*ACTIVITY*.
After locating the line that contains "# point at: paved" in the data below, set down exactly that line and each one after it through the line that contains "x=141, y=385", and nothing more.

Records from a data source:
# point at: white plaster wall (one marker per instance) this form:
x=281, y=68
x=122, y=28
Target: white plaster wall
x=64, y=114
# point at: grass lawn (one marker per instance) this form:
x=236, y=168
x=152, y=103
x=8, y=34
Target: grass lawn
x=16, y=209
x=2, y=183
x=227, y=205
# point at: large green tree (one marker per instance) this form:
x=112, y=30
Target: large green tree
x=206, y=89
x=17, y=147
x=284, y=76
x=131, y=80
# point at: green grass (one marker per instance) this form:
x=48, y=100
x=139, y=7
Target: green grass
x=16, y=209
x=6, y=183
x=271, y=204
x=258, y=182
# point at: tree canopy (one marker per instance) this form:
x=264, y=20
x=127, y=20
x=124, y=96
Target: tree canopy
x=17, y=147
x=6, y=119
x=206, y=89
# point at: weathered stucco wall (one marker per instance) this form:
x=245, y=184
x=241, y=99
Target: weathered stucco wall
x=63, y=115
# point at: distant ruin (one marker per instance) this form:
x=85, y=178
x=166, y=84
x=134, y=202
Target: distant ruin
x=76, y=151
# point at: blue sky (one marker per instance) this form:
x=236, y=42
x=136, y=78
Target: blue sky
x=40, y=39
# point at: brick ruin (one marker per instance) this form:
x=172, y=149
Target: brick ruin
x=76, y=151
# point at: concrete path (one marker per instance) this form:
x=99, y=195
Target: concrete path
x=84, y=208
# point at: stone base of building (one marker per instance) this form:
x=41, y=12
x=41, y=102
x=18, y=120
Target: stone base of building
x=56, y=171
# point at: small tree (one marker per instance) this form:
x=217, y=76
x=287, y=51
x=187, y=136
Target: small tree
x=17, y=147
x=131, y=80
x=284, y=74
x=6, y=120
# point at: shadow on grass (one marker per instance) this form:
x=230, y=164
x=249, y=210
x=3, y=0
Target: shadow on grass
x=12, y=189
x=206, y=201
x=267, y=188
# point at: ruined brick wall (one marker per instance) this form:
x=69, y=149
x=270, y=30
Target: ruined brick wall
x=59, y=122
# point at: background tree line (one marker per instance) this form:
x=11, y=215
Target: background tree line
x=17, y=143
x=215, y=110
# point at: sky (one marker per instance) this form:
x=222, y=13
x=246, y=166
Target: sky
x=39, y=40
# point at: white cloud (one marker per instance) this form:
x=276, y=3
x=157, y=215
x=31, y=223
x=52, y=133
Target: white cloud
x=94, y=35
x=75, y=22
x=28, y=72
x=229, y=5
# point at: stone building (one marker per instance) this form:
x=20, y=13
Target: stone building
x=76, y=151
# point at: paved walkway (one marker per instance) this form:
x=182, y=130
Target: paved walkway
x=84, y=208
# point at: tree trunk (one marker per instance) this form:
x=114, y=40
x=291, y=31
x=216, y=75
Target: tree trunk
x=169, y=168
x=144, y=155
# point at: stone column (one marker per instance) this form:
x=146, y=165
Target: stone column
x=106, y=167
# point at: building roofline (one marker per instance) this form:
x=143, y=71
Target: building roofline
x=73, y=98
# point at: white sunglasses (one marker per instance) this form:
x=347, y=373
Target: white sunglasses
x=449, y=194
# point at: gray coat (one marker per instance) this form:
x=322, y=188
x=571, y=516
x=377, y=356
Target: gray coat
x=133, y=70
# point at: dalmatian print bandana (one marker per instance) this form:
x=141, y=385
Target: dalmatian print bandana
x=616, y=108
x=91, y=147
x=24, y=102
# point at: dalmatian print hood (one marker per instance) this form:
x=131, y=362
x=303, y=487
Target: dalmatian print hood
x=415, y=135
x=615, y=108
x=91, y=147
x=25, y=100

*RESULT FOR THIS TASK*.
# point at: paved walkway (one marker per instance) this form:
x=182, y=130
Target: paved walkway
x=84, y=208
# point at: tree trunk (one marker per instance) this form:
x=114, y=40
x=291, y=31
x=216, y=75
Target: tree trunk
x=169, y=168
x=144, y=155
# point at: stone column (one marker per instance) this form:
x=146, y=165
Target: stone column
x=106, y=167
# point at: building roofline (one marker per instance) this form:
x=143, y=71
Target: building roofline
x=73, y=98
# point at: white sunglasses (one marker per instance) this form:
x=347, y=373
Target: white sunglasses
x=449, y=194
# point at: gray coat (one marker per instance) this form:
x=322, y=188
x=571, y=516
x=377, y=356
Target: gray coat
x=133, y=70
# point at: dalmatian print bandana (one marker per instance) this form:
x=141, y=385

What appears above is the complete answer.